EXTRACT:
========================================
Joe Pantorno (born 10 December 1991) is an American sportswriter, journalist, editor, and analyst. He serves as the sports editor for amNewYork newspaper in Brooklyn, New York.

Pantorno formerly held positions with Newsday, the New York Post, and Bleacher Report.

== Education ==

Growing up in North Massapequa, New York, Pantorno attended Farmingdale High School before completing his Bachelor of Arts (BA) in Journalism from Hofstra University. He was elected editor-in-chief of the school's student-run, independent newspaper, The Hofstra Chronicle.

== Career ==

Before graduating from Hofstra University, Pantorno interned in the sports departments at the New York Post and Newsday. Upon his departure from the school, he joined the Sports Xchange as a beat reporter for the Brooklyn Nets during the 2013-14 season where his work was featured on Yahoo! Sports. During his tenure with TSX, Pantorno also worked in covering the New York Knicks, New York Mets, New York Yankees, and New York Islanders.
========================================
WORK INSTRUCTION:
Summarize the Joe Pantorno biography above in two sentences.
========================================
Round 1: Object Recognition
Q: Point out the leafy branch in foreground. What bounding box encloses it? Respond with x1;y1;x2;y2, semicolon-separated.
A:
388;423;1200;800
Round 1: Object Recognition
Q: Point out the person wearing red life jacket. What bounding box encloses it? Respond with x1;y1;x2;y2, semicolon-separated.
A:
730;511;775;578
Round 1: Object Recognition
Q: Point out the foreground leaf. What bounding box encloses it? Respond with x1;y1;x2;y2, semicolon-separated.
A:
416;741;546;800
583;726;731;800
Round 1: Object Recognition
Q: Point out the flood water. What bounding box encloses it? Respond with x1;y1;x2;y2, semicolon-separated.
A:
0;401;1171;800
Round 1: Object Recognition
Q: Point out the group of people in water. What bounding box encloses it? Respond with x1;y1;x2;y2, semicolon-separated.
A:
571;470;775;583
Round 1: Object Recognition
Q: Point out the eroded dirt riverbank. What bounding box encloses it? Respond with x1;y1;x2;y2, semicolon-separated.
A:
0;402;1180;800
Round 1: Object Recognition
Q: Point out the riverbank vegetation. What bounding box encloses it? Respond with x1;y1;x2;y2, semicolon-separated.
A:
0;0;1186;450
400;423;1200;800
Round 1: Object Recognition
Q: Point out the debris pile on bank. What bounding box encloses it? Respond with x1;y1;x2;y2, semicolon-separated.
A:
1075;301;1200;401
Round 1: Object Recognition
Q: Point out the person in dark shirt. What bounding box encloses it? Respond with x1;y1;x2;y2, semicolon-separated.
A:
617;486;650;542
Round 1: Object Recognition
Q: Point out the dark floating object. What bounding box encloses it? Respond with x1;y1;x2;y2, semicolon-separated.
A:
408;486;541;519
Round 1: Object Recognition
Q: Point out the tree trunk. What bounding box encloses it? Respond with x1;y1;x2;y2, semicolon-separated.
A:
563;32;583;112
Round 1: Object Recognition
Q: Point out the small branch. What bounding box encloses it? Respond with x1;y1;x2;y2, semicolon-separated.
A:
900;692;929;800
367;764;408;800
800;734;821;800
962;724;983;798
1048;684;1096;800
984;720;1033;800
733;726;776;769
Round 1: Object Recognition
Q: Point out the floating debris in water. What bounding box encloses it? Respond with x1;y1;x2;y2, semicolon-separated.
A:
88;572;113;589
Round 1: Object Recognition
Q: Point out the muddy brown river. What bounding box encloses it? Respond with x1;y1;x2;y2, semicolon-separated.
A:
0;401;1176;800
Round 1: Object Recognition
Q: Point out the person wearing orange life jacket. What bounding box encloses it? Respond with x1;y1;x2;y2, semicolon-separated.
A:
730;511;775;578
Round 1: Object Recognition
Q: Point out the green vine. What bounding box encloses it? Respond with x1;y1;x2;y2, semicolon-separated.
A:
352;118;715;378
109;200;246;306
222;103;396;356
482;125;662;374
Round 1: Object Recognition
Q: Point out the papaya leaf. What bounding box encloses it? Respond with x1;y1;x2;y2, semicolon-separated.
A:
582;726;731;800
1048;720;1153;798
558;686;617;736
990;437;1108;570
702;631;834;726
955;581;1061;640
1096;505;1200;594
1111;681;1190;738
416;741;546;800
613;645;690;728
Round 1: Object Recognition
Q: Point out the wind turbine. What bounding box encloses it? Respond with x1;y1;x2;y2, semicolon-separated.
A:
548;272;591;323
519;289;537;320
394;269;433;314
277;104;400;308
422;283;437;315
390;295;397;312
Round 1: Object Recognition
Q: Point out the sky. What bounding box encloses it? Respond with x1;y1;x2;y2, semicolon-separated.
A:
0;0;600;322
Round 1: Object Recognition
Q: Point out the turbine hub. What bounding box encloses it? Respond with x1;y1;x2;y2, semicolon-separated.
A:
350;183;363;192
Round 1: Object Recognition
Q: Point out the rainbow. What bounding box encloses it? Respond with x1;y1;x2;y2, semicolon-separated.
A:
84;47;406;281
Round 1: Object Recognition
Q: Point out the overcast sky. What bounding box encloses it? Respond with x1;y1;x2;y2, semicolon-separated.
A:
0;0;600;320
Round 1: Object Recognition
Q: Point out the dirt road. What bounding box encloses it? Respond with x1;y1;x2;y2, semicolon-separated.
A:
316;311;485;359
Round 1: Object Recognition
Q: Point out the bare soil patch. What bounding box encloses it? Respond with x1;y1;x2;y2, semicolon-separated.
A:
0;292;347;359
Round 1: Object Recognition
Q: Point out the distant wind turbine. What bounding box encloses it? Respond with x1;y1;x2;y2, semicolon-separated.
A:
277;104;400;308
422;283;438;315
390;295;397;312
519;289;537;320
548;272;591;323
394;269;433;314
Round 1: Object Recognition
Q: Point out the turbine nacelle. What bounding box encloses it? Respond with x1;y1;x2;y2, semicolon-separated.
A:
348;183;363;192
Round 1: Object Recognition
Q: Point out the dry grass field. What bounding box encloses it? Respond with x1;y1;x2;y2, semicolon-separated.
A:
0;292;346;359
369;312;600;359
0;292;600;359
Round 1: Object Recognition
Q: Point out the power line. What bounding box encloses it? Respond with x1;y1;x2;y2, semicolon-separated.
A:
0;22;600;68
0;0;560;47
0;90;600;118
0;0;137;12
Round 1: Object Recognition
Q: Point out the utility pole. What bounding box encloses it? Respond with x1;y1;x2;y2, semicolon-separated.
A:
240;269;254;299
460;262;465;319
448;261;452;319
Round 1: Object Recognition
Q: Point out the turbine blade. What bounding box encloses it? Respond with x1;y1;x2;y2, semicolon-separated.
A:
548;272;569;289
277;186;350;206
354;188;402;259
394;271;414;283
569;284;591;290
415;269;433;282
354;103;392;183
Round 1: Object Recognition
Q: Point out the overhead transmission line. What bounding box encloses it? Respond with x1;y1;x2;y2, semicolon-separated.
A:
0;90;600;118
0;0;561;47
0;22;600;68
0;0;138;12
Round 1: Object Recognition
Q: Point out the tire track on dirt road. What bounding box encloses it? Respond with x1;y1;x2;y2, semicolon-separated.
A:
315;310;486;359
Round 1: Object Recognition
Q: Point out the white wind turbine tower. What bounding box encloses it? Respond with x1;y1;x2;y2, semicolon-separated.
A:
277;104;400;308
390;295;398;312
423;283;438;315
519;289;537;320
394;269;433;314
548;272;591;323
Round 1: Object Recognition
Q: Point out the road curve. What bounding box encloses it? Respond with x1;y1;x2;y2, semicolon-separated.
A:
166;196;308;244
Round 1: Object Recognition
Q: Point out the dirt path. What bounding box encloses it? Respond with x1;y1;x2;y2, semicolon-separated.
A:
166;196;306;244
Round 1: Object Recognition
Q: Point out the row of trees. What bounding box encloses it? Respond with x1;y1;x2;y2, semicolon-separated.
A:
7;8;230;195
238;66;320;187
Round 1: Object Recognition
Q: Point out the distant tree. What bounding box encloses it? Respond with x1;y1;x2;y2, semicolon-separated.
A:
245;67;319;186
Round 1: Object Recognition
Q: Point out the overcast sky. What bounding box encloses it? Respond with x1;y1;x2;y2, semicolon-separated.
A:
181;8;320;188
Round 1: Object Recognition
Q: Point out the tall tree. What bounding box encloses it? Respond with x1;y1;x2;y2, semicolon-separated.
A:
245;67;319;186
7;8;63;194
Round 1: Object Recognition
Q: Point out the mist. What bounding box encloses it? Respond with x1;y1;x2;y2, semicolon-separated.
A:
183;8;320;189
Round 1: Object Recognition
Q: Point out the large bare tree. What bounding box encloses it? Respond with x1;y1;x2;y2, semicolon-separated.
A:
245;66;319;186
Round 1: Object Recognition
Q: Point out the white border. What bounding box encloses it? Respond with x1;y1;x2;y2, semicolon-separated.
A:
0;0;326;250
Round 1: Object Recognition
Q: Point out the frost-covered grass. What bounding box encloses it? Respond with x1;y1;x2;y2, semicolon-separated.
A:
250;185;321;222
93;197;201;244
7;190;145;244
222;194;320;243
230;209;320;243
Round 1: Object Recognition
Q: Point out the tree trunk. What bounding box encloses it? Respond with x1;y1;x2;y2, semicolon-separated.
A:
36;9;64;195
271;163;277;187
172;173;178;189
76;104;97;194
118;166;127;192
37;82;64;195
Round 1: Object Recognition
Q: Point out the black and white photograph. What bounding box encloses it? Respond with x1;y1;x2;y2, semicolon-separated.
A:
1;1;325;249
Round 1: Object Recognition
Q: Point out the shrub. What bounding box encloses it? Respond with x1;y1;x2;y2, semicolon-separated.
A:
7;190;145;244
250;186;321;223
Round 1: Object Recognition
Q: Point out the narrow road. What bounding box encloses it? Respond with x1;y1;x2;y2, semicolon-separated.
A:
========================================
RESPONSE TO THIS EXERCISE:
Joe Pantorno, born 10 December 1991, is an American sportswriter who serves as sports editor for amNewYork in Brooklyn, New York, and formerly held positions with Newsday, the New York Post, and Bleacher Report. A Hofstra University journalism graduate and former editor-in-chief of The Hofstra Chronicle, he interned at the New York Post and Newsday before covering the Brooklyn Nets and other New York teams for the Sports Xchange.